Select every line of the entries below that contains the word "white", matching case exactly.

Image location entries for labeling
________________________

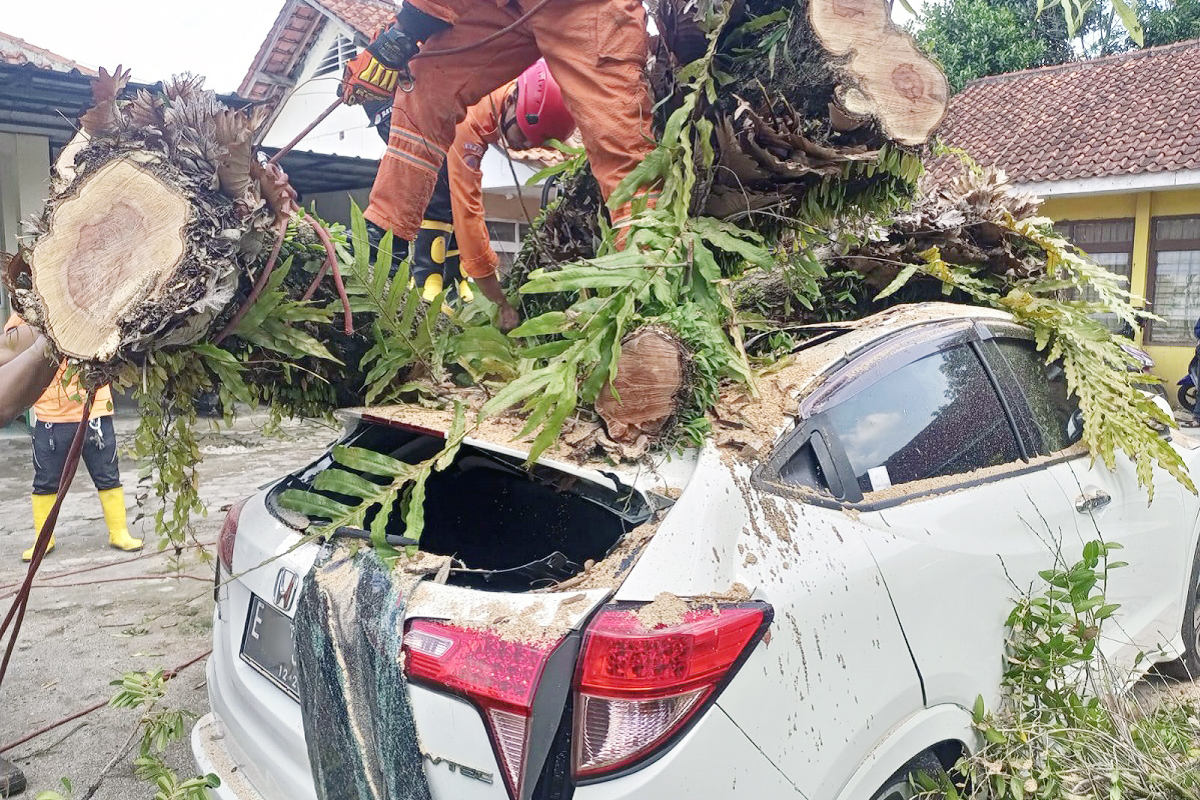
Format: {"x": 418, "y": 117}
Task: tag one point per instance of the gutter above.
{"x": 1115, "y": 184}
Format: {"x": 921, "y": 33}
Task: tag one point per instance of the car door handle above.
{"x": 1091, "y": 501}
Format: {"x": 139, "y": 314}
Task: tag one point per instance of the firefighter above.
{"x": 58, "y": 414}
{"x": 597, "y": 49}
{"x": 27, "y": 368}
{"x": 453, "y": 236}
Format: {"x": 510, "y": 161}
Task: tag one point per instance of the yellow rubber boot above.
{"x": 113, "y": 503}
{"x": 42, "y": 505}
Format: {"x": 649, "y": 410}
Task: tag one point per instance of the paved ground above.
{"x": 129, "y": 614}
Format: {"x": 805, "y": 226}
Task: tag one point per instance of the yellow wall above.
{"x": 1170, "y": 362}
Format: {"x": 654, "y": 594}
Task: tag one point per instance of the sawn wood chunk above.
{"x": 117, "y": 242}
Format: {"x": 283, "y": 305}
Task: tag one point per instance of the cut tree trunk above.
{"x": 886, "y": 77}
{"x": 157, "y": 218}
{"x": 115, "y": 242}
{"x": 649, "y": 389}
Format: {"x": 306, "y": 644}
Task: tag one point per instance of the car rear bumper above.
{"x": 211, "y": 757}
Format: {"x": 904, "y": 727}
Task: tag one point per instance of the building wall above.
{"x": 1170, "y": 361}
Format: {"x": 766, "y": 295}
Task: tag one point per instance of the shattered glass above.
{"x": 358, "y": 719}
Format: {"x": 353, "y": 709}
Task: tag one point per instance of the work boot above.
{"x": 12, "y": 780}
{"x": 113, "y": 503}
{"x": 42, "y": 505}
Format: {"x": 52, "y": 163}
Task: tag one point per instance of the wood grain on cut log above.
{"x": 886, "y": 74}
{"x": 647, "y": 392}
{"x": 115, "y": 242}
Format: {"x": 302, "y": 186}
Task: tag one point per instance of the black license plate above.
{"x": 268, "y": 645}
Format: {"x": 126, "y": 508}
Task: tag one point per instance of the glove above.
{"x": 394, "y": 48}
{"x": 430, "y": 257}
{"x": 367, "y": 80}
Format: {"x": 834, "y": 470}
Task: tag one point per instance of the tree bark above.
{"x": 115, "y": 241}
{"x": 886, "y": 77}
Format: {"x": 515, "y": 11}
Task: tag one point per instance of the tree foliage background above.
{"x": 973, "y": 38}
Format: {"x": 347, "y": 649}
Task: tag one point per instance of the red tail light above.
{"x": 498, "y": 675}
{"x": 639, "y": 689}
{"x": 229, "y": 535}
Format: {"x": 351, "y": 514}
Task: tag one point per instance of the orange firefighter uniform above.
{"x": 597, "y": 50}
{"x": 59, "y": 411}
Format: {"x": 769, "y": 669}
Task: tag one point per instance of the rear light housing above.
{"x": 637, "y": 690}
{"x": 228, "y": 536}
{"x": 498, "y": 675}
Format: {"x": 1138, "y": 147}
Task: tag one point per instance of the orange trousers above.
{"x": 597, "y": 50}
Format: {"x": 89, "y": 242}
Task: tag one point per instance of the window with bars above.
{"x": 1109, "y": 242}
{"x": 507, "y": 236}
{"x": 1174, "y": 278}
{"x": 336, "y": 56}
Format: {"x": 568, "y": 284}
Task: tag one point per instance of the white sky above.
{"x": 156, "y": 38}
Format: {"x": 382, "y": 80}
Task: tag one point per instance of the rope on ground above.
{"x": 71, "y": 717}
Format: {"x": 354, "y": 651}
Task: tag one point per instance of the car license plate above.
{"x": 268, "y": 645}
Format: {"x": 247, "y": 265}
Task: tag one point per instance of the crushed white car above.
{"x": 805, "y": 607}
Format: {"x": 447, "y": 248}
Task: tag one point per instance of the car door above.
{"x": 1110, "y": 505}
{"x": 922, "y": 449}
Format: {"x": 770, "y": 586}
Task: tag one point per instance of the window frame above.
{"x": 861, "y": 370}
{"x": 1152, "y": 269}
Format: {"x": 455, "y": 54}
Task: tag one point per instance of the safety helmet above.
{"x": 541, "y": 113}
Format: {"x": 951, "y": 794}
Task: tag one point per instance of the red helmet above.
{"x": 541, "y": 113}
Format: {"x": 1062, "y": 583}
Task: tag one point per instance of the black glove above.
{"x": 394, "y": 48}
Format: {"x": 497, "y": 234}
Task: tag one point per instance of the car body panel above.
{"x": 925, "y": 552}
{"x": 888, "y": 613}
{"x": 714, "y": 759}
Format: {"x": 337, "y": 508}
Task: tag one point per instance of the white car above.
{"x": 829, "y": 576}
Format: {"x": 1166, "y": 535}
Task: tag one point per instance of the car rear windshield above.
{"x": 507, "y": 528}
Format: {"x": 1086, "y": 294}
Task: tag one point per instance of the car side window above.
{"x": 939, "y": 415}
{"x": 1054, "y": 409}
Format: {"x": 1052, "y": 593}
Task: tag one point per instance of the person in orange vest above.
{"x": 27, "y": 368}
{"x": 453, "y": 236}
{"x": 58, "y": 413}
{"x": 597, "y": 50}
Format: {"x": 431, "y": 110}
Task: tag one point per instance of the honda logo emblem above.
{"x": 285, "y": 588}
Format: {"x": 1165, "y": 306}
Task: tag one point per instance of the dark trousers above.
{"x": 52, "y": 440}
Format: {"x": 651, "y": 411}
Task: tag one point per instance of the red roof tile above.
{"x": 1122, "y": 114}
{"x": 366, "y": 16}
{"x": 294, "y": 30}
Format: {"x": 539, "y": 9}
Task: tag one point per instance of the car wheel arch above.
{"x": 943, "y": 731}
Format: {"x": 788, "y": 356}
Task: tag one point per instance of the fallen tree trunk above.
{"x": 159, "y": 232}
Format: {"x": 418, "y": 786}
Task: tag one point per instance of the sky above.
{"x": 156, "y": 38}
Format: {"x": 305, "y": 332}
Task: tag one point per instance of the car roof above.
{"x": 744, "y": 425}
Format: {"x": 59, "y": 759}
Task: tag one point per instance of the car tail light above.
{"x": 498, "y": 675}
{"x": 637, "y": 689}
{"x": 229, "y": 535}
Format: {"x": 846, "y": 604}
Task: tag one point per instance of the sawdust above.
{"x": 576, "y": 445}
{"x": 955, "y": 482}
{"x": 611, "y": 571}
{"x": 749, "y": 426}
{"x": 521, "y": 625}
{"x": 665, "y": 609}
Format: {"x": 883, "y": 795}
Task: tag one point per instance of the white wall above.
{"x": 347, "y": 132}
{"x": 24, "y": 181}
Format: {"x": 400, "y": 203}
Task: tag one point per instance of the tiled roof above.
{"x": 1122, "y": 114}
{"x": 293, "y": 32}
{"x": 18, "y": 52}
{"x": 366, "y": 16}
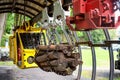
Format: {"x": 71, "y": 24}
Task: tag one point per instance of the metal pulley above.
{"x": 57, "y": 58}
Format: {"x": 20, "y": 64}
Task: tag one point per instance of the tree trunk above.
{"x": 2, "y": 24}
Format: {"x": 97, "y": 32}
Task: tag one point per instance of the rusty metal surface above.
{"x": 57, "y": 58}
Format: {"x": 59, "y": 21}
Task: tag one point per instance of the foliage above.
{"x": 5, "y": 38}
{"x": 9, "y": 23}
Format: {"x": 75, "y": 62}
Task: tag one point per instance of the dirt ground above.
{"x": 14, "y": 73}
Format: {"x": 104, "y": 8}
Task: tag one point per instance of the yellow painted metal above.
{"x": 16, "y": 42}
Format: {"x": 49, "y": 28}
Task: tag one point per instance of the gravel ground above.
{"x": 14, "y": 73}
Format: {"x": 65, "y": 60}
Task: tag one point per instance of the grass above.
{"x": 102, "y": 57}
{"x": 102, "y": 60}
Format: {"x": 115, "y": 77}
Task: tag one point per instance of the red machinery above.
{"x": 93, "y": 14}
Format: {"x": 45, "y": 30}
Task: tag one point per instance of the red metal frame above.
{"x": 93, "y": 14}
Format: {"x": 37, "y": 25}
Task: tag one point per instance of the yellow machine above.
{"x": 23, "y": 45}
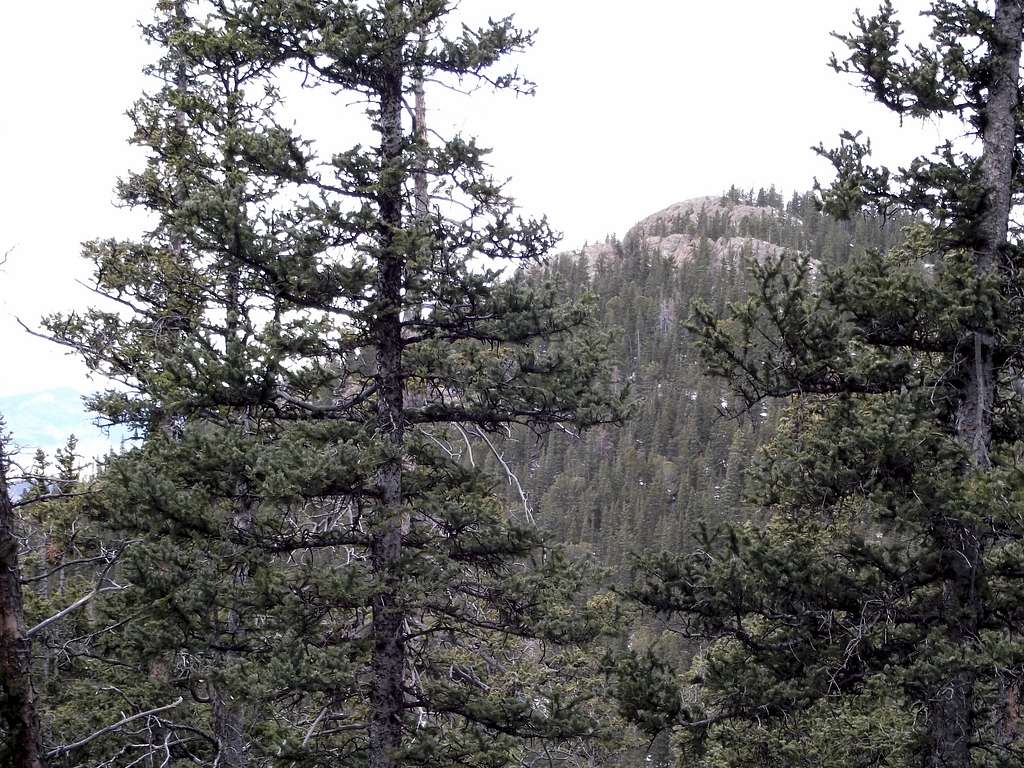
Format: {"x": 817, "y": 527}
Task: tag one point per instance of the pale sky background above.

________________________

§ **TASK SOLUTION**
Task: tag one point per instance of the white sky above.
Task: tag one point per instance of the crushed white car above.
Task: tag one point per instance of the white car above.
Task: tag one point per instance of the white wall above.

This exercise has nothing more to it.